It all started about six years ago. I owned a B40 which would always get you there but NEVER home again. So I did a deal with a chap from the BSAOC Kent branch (of which I’m now the secretary), and his A10 was mine.

Then I found out he’d had all sorts of problems with the 650, which everyone kept quiet about until I’d done the deed. So I waited for the inevitable, and waited. And waited. But the bike was running sweetly and everything worked.

So after the first year I decided to venture forth, and took it to the Scottish international, the French international, the Dutch international and the Italian international, with a trip to Land’s End and a few trips over to Belgium. All in all, 40,000 trouble-free miles. Yes it did break down once but this was sorted by the roadside; it was the locknut on one of the tappet adjusters which had worked loose.

Whoops; forgot to mention all the BSA weekend camps we’ve been too as well! It was at one of these camps that I met young Mike Cheyne, a multiple bike owning Geordie, and a very competent engineer to boot. We started to ride together as he then lived in Hemel Hempstead, a short blast round the M25 for me. He asked me what oil I was using. When I told him I bung in cheap supermarket 20/50 he started to turn purple. He then told me loads of stuff about oil and molecules and wouldn’t stop!

So I said; ‘All right then, when the engine goes bang you can strip it down to have a look.’ That was two years ago. Then he said — why wait for it to go bang? So we agreed to open it up last October no matter what.

As Mike is a Geordie living away from Geordieland, and I’d never been there, we both decided to go when the North East branch of the club had their weekend near Morpeth in September 2003. What an excellent camp and what a wonderful place. Not an industrial wasteland as I’ve been told, but beautiful countryside and great people. After the weekend we went to visit that Fairy of the North and made our way home.

At Biggleswade it finally happened.

BANG!

The engine stopped running and wouldn’t start. So I said to Mike; ‘it’s all yours, bonny lad.’

By now Mike had moved to a tiny village in Lincolnshire near Boston, so the bike was trailered up there. He has a wonderful double garage with workshop attached. I helped with the stripdown as I wanted to know how it’s done (I’m as silly as a box of frogs). What we discovered was that the engine had stopped because the fibre gear wheel on the magneto had lost some teeth; lucky because the engine was so worn out that it would have blown up in a few miles anyway. The clutch was hanging by a thread; the primary chain had lost its bearings. They were in the chaincase and the chain was still intact.

They got this far before they needed any spanners...

**Records excerpted from a collection:**

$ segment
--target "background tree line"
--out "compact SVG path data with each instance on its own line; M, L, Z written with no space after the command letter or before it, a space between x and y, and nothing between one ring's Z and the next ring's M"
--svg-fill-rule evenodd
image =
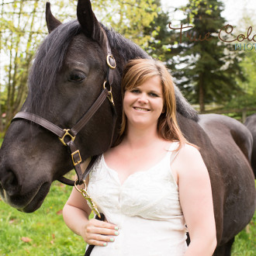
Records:
M75 19L76 1L50 3L61 21ZM171 13L163 11L161 0L92 0L92 5L102 23L164 61L185 97L198 104L201 112L212 102L227 108L256 107L256 51L234 50L233 44L218 39L217 31L226 25L220 1L190 0L182 8L186 18L181 23L193 26L182 33L182 43L179 31L168 28ZM0 6L0 133L3 133L26 99L29 65L47 32L44 1L1 0ZM243 22L243 28L254 28L249 17L244 16ZM210 41L189 40L207 32L213 35Z

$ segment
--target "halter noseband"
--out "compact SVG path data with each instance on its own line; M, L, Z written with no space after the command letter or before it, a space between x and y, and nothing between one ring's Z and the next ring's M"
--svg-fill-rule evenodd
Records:
M87 175L89 174L92 165L97 160L98 157L97 156L92 157L89 164L88 165L86 170L83 173L81 168L81 158L80 155L80 151L78 149L77 149L77 147L74 144L74 140L76 135L86 125L86 123L95 113L95 112L100 108L100 106L102 105L102 103L104 102L106 98L108 98L108 99L109 100L113 112L112 130L110 144L109 147L110 147L112 145L115 126L116 126L116 110L112 94L112 84L113 81L113 69L116 68L116 61L113 56L112 55L111 49L108 40L106 40L106 50L107 50L106 63L108 65L108 69L107 69L106 78L103 83L103 90L98 97L98 99L95 100L95 102L89 108L89 109L83 115L81 119L71 129L61 129L61 127L49 122L48 120L28 112L18 112L12 120L12 122L19 119L23 119L36 123L40 126L41 126L42 127L45 128L46 130L56 134L59 137L62 144L65 146L67 146L71 152L71 160L75 172L78 176L78 180L74 182L64 176L59 178L57 180L68 185L81 185L85 183L85 180ZM109 87L109 89L106 88L107 86ZM67 142L64 141L64 139L66 137L69 137L70 139Z

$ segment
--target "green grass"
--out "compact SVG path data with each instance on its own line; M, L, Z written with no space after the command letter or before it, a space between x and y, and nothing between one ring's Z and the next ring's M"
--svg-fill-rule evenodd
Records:
M61 213L71 188L54 182L43 206L23 213L0 201L0 255L83 255L85 244L64 224ZM254 256L256 214L236 237L232 256ZM22 237L29 237L24 242Z
M85 243L67 227L60 212L71 191L54 184L41 208L29 214L0 201L0 255L83 255Z

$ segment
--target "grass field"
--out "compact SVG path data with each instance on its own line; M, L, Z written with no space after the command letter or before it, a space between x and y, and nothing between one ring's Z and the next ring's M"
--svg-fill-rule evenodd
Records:
M22 213L0 201L0 255L83 255L85 244L64 224L61 209L71 188L54 182L43 206ZM256 255L256 215L236 237L232 256Z

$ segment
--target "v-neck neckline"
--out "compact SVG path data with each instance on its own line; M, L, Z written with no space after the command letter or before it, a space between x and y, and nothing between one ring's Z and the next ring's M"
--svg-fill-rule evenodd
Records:
M121 182L119 176L118 172L113 169L111 168L110 167L108 166L108 164L106 164L106 161L105 161L105 157L104 157L104 154L102 154L102 161L103 161L103 164L105 165L105 167L108 169L110 170L110 171L112 171L117 178L118 182L120 186L123 186L127 180L129 180L130 178L130 177L134 176L136 174L141 174L141 173L147 173L149 172L150 170L155 168L156 167L157 167L157 165L159 165L160 164L161 164L162 161L164 161L164 160L169 155L169 154L171 153L171 154L173 153L173 150L175 148L175 145L176 145L175 142L172 142L171 146L169 147L169 149L167 150L167 153L164 154L164 156L159 161L157 161L156 164L154 164L153 166L151 166L150 168L147 168L147 170L144 171L137 171L130 175L129 175L127 176L127 178L123 182ZM171 155L170 155L171 157Z

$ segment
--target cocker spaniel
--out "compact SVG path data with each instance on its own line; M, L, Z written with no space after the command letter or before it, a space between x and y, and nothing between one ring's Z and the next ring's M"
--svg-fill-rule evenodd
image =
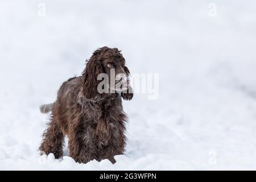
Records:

**WHAT IS ASKED:**
1 – In the BSA A10 story, what had caused the engine to stop at Biggleswade?
2 – Check each statement against the BSA A10 story, answering yes or no and quoting the deciding words: (a) The B40 reliably got its rider home. (b) The A10 covered 40,000 trouble-free miles. (c) Mike Cheyne lived in Boston when the two first started riding together.
3 – From the BSA A10 story, extract the passage that begins with the words "The engine stopped" and ends after the words "was still intact.".

**LIST OF SOLUTIONS:**
1 – The fibre gear wheel on the magneto had lost some teeth.

2 –
(a) No: "would always get you there but NEVER home again"
(b) Yes: "All in all, 40,000 trouble-free miles."
(c) No: "We started to ride together as he then lived in Hemel Hempstead"

3 –
The engine stopped running and wouldn’t start. So I said to Mike; ‘it’s all yours, bonny lad.’

By now Mike had moved to a tiny village in Lincolnshire near Boston, so the bike was trailered up there. He has a wonderful double garage with workshop attached. I helped with the stripdown as I wanted to know how it’s done (I’m as silly as a box of frogs). What we discovered was that the engine had stopped because the fibre gear wheel on the magneto had lost some teeth; lucky because the engine was so worn out that it would have blown up in a few miles anyway. The clutch was hanging by a thread; the primary chain had lost its bearings. They were in the chaincase and the chain was still intact.